▶ _Data in this exercise_

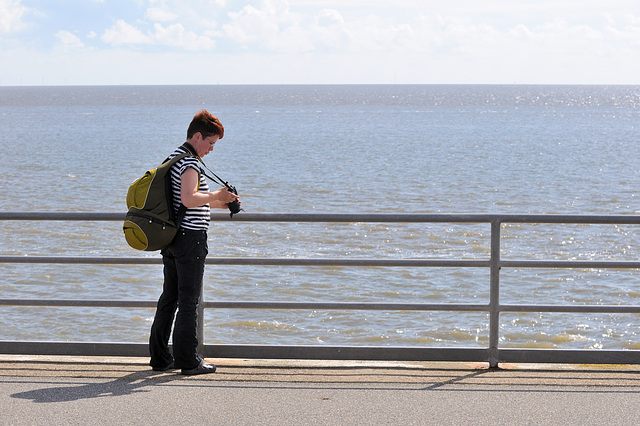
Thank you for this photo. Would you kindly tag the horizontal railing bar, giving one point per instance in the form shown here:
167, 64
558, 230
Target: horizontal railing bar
348, 306
254, 305
605, 309
578, 264
564, 356
286, 261
330, 305
79, 303
351, 218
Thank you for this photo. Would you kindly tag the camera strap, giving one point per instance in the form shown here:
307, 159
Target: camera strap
217, 178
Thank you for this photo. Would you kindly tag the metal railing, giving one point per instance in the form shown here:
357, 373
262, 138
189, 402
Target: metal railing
493, 354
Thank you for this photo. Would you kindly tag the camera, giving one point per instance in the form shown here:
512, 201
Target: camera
234, 206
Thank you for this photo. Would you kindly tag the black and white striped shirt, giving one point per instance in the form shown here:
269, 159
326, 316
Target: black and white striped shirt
195, 218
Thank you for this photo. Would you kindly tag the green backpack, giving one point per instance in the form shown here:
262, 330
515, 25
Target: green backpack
150, 223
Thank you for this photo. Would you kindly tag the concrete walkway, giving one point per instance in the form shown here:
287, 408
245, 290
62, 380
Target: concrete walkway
37, 390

▶ _Task brief_
Copy exactly, and only, the lines from the one containing "Thank you for this photo. Would you kindly tag the black" through the last line of the listing.

▶ _Answer in full_
Thank you for this photo. Would you kindly tag the black and white striped shirt, giving one point per instance in the form shown here:
269, 159
326, 316
Target: black and white striped shirt
195, 218
Thank you for this photo. Would you kindly tag the green backpack, giving one point per instance in the form shown here:
262, 330
515, 25
Target: green backpack
150, 223
Thank you for this photo. Would you kindly tag the concrete walkway, giving one point per instance in the form shown here:
287, 408
245, 290
62, 380
Target: concrete walkway
37, 390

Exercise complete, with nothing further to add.